Output each entry exactly; skip nothing.

* begin *

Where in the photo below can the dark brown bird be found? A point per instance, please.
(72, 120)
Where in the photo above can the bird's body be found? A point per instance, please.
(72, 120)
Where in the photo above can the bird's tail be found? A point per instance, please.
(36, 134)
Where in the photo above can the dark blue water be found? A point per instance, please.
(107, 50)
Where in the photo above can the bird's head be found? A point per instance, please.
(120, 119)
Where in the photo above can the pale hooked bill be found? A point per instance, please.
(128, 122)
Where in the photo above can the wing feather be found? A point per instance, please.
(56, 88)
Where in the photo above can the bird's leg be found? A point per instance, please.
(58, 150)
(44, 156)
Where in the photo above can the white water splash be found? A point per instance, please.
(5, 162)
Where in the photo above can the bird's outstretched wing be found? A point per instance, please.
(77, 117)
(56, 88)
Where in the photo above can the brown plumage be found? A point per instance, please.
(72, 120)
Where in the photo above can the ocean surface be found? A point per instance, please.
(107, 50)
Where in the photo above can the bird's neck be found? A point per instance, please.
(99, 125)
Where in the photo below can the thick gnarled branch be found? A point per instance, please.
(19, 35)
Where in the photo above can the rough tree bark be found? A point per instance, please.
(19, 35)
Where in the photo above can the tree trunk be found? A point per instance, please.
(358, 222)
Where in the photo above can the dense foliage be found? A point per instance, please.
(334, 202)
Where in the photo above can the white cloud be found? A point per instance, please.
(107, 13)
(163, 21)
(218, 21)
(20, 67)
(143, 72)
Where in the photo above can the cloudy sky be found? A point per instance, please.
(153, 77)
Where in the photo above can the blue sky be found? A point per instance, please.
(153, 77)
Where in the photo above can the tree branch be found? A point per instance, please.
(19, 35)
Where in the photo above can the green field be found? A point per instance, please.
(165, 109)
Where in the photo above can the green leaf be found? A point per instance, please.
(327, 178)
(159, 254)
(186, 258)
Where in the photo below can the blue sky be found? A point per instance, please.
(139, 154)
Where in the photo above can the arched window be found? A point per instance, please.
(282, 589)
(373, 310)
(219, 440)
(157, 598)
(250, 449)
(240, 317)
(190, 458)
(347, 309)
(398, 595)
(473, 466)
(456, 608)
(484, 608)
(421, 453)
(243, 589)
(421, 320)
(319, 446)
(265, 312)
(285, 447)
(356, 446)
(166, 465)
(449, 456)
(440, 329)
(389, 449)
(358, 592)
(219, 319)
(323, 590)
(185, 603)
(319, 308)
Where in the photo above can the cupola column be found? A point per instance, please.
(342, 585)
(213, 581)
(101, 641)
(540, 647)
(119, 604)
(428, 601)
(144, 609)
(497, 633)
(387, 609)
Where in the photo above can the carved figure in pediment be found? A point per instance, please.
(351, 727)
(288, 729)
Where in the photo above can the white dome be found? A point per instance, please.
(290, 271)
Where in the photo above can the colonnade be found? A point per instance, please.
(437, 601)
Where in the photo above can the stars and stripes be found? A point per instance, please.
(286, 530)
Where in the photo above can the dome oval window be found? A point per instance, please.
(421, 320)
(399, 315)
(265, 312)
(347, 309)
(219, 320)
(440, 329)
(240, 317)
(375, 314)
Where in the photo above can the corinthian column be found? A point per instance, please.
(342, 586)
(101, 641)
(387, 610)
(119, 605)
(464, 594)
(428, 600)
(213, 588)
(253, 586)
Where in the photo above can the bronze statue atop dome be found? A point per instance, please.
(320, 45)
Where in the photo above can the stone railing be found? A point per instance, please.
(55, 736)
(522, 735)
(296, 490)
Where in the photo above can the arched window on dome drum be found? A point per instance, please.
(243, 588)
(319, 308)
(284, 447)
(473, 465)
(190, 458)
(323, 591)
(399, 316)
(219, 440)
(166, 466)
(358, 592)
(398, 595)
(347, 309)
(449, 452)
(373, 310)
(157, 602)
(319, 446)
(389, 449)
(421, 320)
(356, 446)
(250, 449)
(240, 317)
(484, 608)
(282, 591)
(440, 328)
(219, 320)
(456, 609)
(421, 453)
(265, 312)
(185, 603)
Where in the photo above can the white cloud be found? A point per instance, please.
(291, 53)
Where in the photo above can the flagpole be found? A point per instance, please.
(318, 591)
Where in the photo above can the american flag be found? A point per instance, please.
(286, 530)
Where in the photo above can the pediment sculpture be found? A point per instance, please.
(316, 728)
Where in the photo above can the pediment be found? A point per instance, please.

* end *

**Task response**.
Where in the photo below can the dark brown bird be found? A point per instance, please.
(72, 120)
Where in the photo above can the bird's body be found? A point per instance, please.
(72, 120)
Where in the photo above can the bird's tail be found? A point per instance, please.
(36, 134)
Where in the photo above can the dark blue water be found? A point per instance, please.
(107, 50)
Where in the photo above can the bird's head be found? A point per instance, please.
(120, 119)
Where in the photo above can the pale hooked bill be found? A point per instance, please.
(128, 122)
Where in the photo above can the wing feather be found? A point per instance, please.
(56, 88)
Where in the photo above can the bird's leg be found? A point per instance, please.
(58, 150)
(44, 156)
Where in the photo above can the white water splash be found? A point per instance, please.
(5, 162)
Where in the photo above can the bird's outstretched wing be found? A point per instance, please.
(77, 117)
(56, 88)
Where in the photo above can the brown plumage be found? A point per instance, please.
(72, 120)
Where in the photo above can the ocean surface be found? A point per instance, please.
(107, 50)
Where in the photo above can the bird's neck be found? A point per instance, please.
(99, 125)
Where in the photo below can the thick gnarled branch be found? A point per instance, please.
(19, 35)
Where in the photo above can the rough tree bark be found? A point per instance, please.
(19, 35)
Where in the photo above can the tree trunk be found? A point per instance, please.
(358, 222)
Where in the photo above can the dense foliage be found? A point per instance, please.
(334, 202)
Where in the photo above can the white cloud be found? A point per instance, please.
(107, 13)
(163, 21)
(218, 21)
(20, 67)
(143, 72)
Where in the photo above can the cloudy sky be found? A point per instance, please.
(153, 77)
Where in the photo above can the blue sky be found? A point per instance, please.
(153, 77)
Where in the photo above can the tree branch be found? A point per instance, please.
(19, 35)
Where in the photo above can the green field be found? A point per instance, please.
(165, 109)
Where in the photo above can the green leaf be found? A point per instance, please.
(327, 178)
(159, 254)
(186, 258)
Where in the photo below can the blue sky be found? A point per instance, please.
(139, 154)
Where in the photo above can the arched window be found? A point per instance, please.
(282, 589)
(373, 310)
(219, 440)
(157, 598)
(250, 449)
(240, 317)
(190, 458)
(347, 309)
(398, 595)
(473, 466)
(456, 608)
(484, 608)
(421, 453)
(243, 589)
(421, 320)
(319, 446)
(265, 312)
(285, 447)
(356, 446)
(166, 465)
(449, 456)
(440, 329)
(389, 449)
(358, 592)
(219, 319)
(323, 590)
(185, 603)
(319, 308)
Where in the photo above can the cupola column be found? A point per instance, please.
(342, 585)
(213, 581)
(101, 641)
(540, 647)
(119, 604)
(428, 601)
(144, 609)
(497, 633)
(387, 609)
Where in the photo above can the carved figure in pediment be found? A point per instance, please.
(351, 727)
(288, 729)
Where in the photo above can the white dome be found? A point per instance, please.
(290, 271)
Where in the photo above can the colonnade be found? A point per instance, please.
(437, 601)
Where in the photo above can the stars and stripes be found? A point per instance, please.
(286, 530)
Where in the photo above can the dome oval window be found? A point per instance, please.
(421, 320)
(399, 315)
(265, 312)
(347, 309)
(219, 320)
(440, 329)
(240, 317)
(375, 314)
Where in the photo above can the corinthian column be found? A point per instance, please.
(342, 586)
(101, 641)
(387, 610)
(119, 605)
(464, 594)
(428, 600)
(213, 588)
(253, 586)
Where in the photo above can the bronze statue atop dome be found? A point per instance, please.
(320, 45)
Where in the photo above can the stone railing be found? A point per instance, please.
(55, 736)
(522, 735)
(296, 490)
Where in the photo above can the arched window on dome drum be found? A point per instance, please.
(243, 588)
(319, 308)
(284, 447)
(473, 465)
(190, 458)
(323, 591)
(399, 316)
(219, 440)
(166, 466)
(358, 592)
(398, 595)
(347, 309)
(449, 452)
(373, 310)
(157, 602)
(319, 446)
(389, 449)
(421, 320)
(356, 446)
(250, 449)
(240, 317)
(484, 608)
(282, 591)
(440, 328)
(219, 320)
(456, 609)
(421, 453)
(265, 312)
(185, 603)
Where in the photo above can the white cloud be found? A point per instance, please.
(291, 53)
Where in the photo above can the flagpole be found? A point per instance, please.
(318, 591)
Where in the photo above can the american flag be found? A point per instance, please.
(286, 530)
Where in the photo above can the pediment sculpture be found? A point per instance, please.
(316, 728)
Where in the photo above can the pediment be found? A point per instance, please.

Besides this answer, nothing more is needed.